[To do]
Which lines of the material below contain the word "pendant"? Report each of them in full.

[Extracted material]
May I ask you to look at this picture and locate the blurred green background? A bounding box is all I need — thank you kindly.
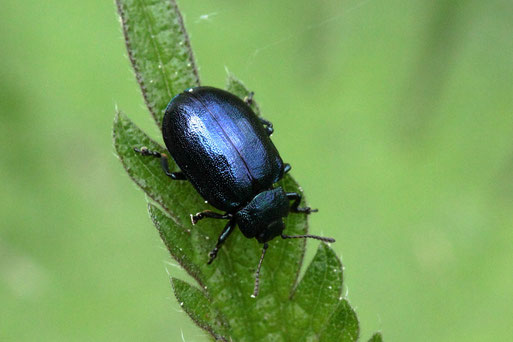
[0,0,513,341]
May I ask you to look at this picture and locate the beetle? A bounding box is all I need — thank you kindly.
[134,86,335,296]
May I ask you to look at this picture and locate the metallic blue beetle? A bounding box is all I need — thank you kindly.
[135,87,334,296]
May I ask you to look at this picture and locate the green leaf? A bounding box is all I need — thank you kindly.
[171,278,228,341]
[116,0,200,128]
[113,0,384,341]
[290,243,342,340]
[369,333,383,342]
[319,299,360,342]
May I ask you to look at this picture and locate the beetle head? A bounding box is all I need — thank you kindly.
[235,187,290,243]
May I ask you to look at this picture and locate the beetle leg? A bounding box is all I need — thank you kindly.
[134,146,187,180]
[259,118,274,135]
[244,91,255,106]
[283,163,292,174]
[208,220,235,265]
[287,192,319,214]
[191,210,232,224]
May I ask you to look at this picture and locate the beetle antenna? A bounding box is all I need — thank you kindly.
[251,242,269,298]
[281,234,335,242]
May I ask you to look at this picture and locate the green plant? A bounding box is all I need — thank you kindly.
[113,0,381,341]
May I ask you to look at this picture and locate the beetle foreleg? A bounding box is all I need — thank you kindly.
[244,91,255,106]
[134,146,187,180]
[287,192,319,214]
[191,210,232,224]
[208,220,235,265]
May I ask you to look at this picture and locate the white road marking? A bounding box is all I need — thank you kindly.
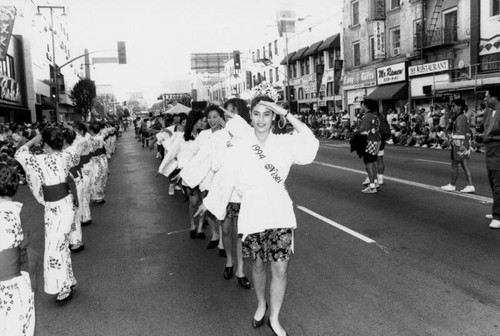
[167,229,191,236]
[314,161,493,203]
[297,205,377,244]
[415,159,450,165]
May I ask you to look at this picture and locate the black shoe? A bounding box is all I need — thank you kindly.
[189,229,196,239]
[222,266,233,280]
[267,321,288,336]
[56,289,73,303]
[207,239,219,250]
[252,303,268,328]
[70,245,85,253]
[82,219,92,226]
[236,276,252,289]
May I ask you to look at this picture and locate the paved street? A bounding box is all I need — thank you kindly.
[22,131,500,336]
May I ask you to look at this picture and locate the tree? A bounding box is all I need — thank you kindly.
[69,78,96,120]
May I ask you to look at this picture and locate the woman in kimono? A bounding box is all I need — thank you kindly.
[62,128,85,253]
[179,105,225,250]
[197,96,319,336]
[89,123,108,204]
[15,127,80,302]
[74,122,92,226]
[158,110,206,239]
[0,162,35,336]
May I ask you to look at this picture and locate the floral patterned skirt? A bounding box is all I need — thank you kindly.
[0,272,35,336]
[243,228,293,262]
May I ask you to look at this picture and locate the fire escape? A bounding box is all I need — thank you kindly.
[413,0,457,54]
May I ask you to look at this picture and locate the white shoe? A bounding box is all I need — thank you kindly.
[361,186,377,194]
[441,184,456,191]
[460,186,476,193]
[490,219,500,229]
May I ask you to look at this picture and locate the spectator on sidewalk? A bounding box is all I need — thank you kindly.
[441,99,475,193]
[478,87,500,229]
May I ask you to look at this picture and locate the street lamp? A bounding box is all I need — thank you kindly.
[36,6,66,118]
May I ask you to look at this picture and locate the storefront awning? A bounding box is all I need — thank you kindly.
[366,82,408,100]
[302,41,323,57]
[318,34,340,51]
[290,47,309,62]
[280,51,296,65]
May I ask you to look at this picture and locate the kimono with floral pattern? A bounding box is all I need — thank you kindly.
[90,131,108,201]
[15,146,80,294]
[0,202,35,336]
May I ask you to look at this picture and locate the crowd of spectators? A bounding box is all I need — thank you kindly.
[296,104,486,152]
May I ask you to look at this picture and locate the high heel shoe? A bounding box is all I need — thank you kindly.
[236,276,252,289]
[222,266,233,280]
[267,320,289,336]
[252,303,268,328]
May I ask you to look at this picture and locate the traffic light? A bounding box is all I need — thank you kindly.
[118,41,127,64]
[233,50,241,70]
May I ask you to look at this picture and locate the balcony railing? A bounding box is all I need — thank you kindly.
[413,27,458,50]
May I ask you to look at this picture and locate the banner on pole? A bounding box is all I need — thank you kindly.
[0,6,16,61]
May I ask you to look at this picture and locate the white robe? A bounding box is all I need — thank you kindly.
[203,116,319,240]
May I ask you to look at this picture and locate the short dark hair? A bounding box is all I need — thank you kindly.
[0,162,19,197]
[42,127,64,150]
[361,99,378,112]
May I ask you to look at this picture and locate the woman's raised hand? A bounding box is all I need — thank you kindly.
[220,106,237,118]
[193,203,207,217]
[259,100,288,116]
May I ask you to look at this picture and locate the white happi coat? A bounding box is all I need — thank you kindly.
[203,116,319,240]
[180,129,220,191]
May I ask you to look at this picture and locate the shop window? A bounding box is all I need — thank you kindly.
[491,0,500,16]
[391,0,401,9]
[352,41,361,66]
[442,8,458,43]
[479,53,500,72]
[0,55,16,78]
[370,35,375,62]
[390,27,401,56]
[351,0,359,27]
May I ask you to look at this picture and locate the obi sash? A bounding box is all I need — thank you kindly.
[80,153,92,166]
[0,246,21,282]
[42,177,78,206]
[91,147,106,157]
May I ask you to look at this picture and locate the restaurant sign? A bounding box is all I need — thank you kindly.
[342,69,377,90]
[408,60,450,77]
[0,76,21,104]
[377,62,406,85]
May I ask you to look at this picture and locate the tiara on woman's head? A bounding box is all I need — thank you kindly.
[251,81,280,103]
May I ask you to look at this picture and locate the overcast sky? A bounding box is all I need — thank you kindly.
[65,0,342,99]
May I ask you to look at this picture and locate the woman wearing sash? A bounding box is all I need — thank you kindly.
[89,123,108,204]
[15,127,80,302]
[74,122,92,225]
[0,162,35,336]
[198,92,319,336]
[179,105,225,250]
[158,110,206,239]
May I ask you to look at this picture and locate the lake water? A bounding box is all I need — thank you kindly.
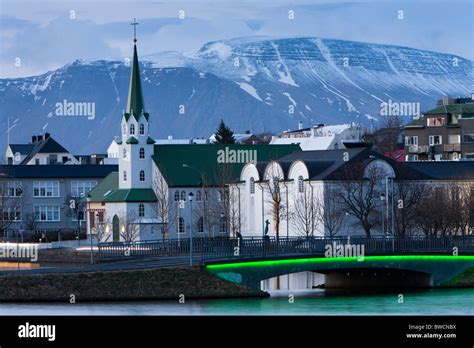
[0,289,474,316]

--

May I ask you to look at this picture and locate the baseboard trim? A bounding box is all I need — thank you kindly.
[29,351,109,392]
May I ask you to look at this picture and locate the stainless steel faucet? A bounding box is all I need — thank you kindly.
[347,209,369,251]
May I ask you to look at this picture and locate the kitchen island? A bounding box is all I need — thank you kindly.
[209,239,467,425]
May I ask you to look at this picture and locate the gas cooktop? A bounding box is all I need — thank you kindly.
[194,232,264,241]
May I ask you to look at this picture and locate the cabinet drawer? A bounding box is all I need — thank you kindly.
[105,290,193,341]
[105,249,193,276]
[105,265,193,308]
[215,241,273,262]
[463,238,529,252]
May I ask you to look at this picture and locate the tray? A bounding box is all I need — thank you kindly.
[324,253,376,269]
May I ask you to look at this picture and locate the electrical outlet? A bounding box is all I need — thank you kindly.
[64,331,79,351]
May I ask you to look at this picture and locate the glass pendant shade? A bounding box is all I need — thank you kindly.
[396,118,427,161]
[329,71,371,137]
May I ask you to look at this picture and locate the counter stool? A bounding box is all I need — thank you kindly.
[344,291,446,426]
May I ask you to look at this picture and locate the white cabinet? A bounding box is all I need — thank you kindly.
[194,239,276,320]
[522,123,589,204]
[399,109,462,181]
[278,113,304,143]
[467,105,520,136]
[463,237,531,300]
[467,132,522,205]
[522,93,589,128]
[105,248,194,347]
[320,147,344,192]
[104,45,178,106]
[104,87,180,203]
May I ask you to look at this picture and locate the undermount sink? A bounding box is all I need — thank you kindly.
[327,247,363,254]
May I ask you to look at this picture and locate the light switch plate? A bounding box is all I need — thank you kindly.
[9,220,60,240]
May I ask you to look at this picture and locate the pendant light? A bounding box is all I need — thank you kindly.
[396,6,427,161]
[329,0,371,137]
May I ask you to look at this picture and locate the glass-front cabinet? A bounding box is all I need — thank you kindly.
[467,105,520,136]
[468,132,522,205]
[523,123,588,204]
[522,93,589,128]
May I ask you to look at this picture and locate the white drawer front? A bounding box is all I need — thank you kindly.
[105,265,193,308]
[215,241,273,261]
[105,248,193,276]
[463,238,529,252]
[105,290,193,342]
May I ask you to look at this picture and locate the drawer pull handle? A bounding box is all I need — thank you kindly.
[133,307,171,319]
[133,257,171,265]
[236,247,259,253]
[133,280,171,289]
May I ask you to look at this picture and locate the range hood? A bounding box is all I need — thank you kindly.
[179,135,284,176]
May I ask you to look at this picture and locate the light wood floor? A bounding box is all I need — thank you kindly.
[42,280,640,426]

[Response to this task]
May I ask you to look at this picture and locate the glass pendant shade? A bounding box is all I need — thank you kindly.
May I ask you to look at this picture and locate the pendant light? A bounding box is all I need — thank you kindly.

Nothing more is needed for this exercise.